— Start LISTING —

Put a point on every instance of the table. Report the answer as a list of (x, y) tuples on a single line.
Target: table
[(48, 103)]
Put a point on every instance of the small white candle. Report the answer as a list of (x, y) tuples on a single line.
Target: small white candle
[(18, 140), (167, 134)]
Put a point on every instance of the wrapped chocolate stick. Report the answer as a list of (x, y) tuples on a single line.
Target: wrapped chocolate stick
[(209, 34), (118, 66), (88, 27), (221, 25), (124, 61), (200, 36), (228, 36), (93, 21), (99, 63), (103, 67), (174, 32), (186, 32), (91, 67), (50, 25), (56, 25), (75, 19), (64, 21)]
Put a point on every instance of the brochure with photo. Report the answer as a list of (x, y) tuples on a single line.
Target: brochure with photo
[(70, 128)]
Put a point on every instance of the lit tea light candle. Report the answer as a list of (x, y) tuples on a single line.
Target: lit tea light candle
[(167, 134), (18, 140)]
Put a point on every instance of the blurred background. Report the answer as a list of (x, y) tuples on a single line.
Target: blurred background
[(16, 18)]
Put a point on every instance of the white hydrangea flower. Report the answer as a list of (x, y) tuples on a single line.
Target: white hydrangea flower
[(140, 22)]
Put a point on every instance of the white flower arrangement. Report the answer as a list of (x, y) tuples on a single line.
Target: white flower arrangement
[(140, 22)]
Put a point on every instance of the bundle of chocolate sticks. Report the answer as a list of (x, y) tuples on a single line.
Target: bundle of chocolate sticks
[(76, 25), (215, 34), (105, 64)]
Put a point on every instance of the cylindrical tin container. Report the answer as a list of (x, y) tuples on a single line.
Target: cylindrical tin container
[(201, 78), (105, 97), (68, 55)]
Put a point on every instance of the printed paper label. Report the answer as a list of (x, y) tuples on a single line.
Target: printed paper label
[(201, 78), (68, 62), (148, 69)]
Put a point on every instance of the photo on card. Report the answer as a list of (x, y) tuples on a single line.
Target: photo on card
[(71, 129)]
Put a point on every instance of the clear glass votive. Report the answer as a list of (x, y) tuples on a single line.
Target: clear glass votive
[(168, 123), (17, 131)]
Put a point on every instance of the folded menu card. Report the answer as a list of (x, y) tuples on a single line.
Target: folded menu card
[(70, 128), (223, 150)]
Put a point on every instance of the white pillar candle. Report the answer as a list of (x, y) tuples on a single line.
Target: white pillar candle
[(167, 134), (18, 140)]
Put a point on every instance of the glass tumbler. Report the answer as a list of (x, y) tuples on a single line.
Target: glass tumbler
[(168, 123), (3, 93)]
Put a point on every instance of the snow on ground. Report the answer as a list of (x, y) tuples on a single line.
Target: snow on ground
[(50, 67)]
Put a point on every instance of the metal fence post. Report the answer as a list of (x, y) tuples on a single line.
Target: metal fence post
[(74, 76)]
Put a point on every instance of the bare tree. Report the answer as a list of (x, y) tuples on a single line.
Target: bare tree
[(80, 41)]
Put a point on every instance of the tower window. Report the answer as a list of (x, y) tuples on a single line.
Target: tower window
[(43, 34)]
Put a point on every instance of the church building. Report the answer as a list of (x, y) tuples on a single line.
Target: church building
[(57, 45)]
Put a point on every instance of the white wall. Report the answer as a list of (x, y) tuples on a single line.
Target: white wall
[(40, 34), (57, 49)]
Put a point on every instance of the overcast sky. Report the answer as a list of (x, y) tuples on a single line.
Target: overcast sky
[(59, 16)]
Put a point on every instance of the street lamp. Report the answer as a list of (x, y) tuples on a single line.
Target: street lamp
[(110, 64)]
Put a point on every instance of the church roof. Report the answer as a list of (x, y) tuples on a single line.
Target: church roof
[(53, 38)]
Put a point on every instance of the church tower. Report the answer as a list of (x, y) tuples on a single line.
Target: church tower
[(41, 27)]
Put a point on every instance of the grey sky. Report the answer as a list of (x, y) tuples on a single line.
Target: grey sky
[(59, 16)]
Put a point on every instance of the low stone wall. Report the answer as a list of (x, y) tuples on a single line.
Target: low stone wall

— End LISTING —

■ WHAT THE TASK REQUIRES ■
Reproduce the listing starting with the line that contains "Put a point on every instance of the glass" and going on through the line that contains "[(168, 123), (3, 93)]", both included, with the request lines left unchanged. Multiply every x and y coordinate in the answers by 1.75 and round each result to a whole number, with halves rounded up.

■ OUTPUT OF THE TASK ■
Put a point on every instance of the glass tumbler. Report the answer as a list of (x, y) tuples on a single line.
Target: glass tumbler
[(294, 215), (5, 163)]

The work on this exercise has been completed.